#### [What you should do]
Reproduce the listing below, starting with the line that contains "Return the mask of every instance of the dirt" and going on through the line that contains "MULTIPOLYGON (((963 644, 983", requests included, and increase every coordinate in the answers by 51.

(Outline entries for images)

----------------

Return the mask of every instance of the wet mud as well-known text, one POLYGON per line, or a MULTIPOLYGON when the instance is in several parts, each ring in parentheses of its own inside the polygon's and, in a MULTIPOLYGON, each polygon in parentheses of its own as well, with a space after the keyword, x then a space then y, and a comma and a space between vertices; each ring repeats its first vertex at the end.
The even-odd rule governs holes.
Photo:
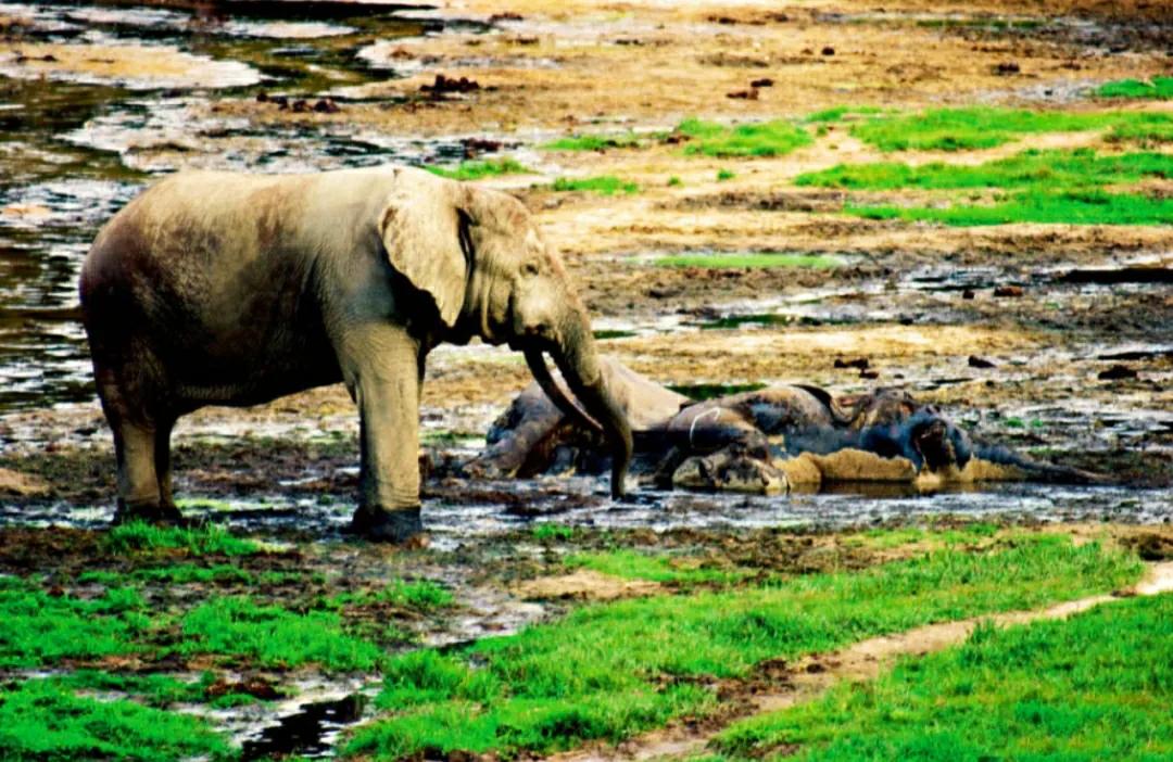
MULTIPOLYGON (((1055 523, 1089 539, 1106 533, 1146 559, 1168 558, 1167 225, 854 218, 842 213, 849 193, 791 185, 800 172, 886 158, 852 137, 849 124, 829 124, 811 145, 773 158, 686 156, 662 137, 690 116, 800 118, 845 104, 1137 108, 1097 103, 1090 91, 1167 74, 1173 27, 1161 4, 1047 0, 1024 9, 1002 0, 967 8, 901 0, 882 12, 859 2, 630 12, 588 0, 557 12, 530 0, 508 9, 479 0, 438 9, 292 5, 0 4, 0 573, 94 597, 99 588, 83 576, 108 572, 136 580, 163 608, 252 594, 308 611, 320 598, 361 594, 392 578, 449 591, 453 606, 425 614, 347 604, 350 621, 398 652, 514 632, 582 601, 719 584, 617 585, 569 569, 575 553, 655 551, 687 569, 751 570, 738 584, 758 584, 911 552, 855 542, 855 529, 979 521, 1055 523), (542 148, 596 132, 613 144, 542 148), (639 148, 623 148, 630 135, 639 148), (76 298, 77 270, 101 224, 147 183, 184 168, 290 172, 483 157, 527 168, 484 182, 521 198, 563 252, 602 349, 656 381, 696 397, 760 385, 836 393, 894 386, 978 437, 1111 472, 1119 483, 933 494, 849 483, 780 497, 633 484, 629 501, 612 502, 606 481, 590 475, 468 479, 457 467, 529 383, 520 358, 473 345, 443 347, 429 360, 427 547, 371 547, 345 533, 358 423, 346 393, 331 387, 257 408, 202 410, 177 429, 184 513, 266 543, 267 552, 194 562, 172 551, 111 550, 114 455, 76 298), (721 179, 723 170, 732 177, 721 179), (558 177, 595 175, 631 179, 639 192, 550 189, 558 177), (761 251, 809 261, 708 267, 665 259, 761 251), (150 576, 189 562, 266 581, 150 576), (394 632, 380 628, 387 622, 394 632)), ((964 157, 910 151, 900 161, 976 164, 1024 147, 1117 150, 1100 134, 1072 134, 964 157)), ((911 191, 874 198, 920 199, 911 191)), ((209 667, 174 658, 65 668, 95 666, 185 679, 209 667)), ((246 758, 334 755, 339 730, 372 714, 364 696, 379 682, 211 666, 229 693, 264 694, 243 707, 190 707, 246 758)))

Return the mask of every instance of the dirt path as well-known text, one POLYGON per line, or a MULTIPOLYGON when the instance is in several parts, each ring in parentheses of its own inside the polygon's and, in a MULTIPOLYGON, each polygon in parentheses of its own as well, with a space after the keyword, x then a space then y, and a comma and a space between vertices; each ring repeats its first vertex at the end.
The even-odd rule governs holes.
MULTIPOLYGON (((963 644, 983 621, 999 626, 1024 625, 1032 621, 1066 619, 1096 606, 1127 596, 1157 596, 1173 591, 1173 562, 1151 564, 1148 573, 1135 587, 1123 593, 1091 596, 1069 600, 1038 611, 1013 611, 1004 614, 974 617, 958 621, 945 621, 917 627, 893 635, 870 638, 842 651, 815 654, 801 659, 785 669, 772 672, 769 689, 747 696, 738 696, 746 710, 730 714, 716 724, 684 726, 656 730, 633 739, 619 747, 591 747, 550 758, 558 762, 615 762, 618 760, 664 760, 701 755, 707 744, 734 720, 746 716, 778 712, 813 701, 841 680, 874 680, 890 668, 901 656, 942 651, 963 644)), ((781 662, 779 662, 781 665, 781 662)))

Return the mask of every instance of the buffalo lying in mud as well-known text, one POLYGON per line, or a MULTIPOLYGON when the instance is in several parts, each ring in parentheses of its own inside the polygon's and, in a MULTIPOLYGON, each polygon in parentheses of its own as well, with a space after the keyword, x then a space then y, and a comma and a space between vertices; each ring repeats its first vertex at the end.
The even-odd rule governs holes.
MULTIPOLYGON (((880 388, 835 397, 780 386, 693 401, 602 359, 606 386, 631 422, 636 469, 660 488, 775 494, 834 482, 931 490, 983 481, 1094 483, 1101 477, 974 442, 931 404, 880 388)), ((561 381, 560 381, 561 383, 561 381)), ((493 424, 470 474, 510 477, 602 471, 606 448, 581 410, 537 383, 493 424)))

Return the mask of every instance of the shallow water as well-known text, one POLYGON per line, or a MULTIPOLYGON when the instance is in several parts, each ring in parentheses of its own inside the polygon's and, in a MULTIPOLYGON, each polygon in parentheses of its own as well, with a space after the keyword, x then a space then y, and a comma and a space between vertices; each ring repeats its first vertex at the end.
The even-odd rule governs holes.
POLYGON ((359 50, 371 39, 442 30, 443 20, 398 4, 231 4, 231 16, 229 5, 203 6, 0 4, 0 15, 18 21, 6 39, 14 50, 142 46, 216 62, 190 81, 67 70, 41 79, 38 61, 0 55, 0 413, 93 399, 77 271, 99 227, 151 178, 179 166, 287 172, 462 156, 457 138, 345 123, 253 130, 244 120, 196 117, 221 94, 316 98, 395 76, 373 72, 359 50))

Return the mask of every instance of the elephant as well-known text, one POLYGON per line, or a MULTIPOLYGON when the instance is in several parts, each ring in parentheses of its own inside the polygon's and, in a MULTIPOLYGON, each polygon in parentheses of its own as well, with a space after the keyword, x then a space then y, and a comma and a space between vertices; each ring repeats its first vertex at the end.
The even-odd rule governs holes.
POLYGON ((474 336, 524 353, 541 388, 609 443, 611 492, 624 494, 631 429, 589 317, 508 193, 392 165, 178 172, 102 227, 80 292, 114 433, 116 522, 182 521, 170 464, 179 416, 343 382, 360 417, 351 529, 407 540, 422 531, 425 362, 474 336))
MULTIPOLYGON (((659 488, 773 494, 836 482, 916 489, 984 481, 1097 483, 1089 471, 974 442, 931 404, 879 388, 833 396, 778 386, 698 402, 602 359, 603 377, 633 429, 637 471, 659 488)), ((466 471, 495 477, 591 471, 597 434, 531 385, 494 422, 466 471)))

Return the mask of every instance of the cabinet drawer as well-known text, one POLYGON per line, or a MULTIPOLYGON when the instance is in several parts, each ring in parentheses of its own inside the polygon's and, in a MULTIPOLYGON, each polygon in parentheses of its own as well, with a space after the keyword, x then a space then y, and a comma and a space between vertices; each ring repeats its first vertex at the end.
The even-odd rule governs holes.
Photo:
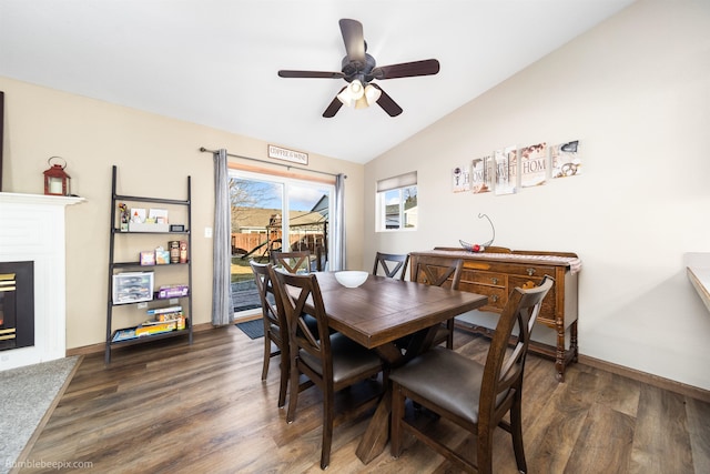
MULTIPOLYGON (((552 275, 554 275, 554 273, 552 273, 552 275)), ((527 276, 510 276, 508 281, 510 283, 510 291, 513 291, 513 289, 518 288, 518 286, 519 288, 537 286, 542 281, 542 276, 540 276, 540 278, 537 278, 537 276, 531 276, 531 278, 527 278, 527 276)), ((537 320, 538 320, 539 323, 546 324, 546 325, 548 325, 550 327, 555 327, 555 321, 557 319, 556 312, 555 312, 555 301, 556 300, 557 300, 557 282, 552 285, 550 291, 547 293, 547 295, 545 296, 545 300, 542 300, 542 306, 540 307, 540 314, 537 316, 537 320)))
POLYGON ((462 272, 462 283, 480 283, 493 286, 506 286, 505 273, 467 271, 462 272))
POLYGON ((490 310, 496 309, 498 311, 503 310, 508 301, 508 294, 506 289, 503 286, 490 286, 485 284, 469 283, 462 281, 459 285, 460 291, 468 291, 470 293, 483 294, 488 296, 488 304, 486 304, 481 310, 490 310))
POLYGON ((542 278, 546 274, 550 276, 555 276, 555 266, 548 265, 536 265, 536 264, 518 264, 518 265, 505 265, 505 270, 496 268, 495 270, 505 271, 510 275, 523 275, 523 276, 536 276, 542 278))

----------------

#### [Reply to the exercise]
Return the mask of every instance of the dirt path as well-known text, one POLYGON per line, or a MULTIPOLYGON when the instance is in several parts, each ring in parentheses of its own inside the polygon's and, in a MULTIPOLYGON, each polygon in parentheses of its own as well, with a space after the keyword, x then a space then y, and a comma and a space between vertices; each ring repeats its first vertex at the end.
The even-odd rule governs holes.
MULTIPOLYGON (((1014 695, 1034 672, 1050 677, 1075 676, 1083 672, 1117 670, 1147 657, 1178 647, 1208 647, 1224 642, 1224 613, 1202 615, 1199 624, 1186 638, 1174 644, 1142 647, 1120 651, 1089 662, 1064 662, 1055 665, 1025 668, 1009 672, 996 672, 968 678, 944 686, 921 689, 893 702, 866 705, 852 710, 836 720, 823 723, 820 740, 798 747, 789 747, 797 761, 781 765, 767 775, 735 777, 707 781, 684 790, 670 798, 642 798, 601 809, 609 813, 666 813, 669 811, 715 811, 752 806, 758 795, 785 771, 797 767, 829 763, 864 752, 892 731, 925 731, 941 719, 952 707, 993 702, 1014 695)), ((832 713, 830 713, 832 716, 832 713)))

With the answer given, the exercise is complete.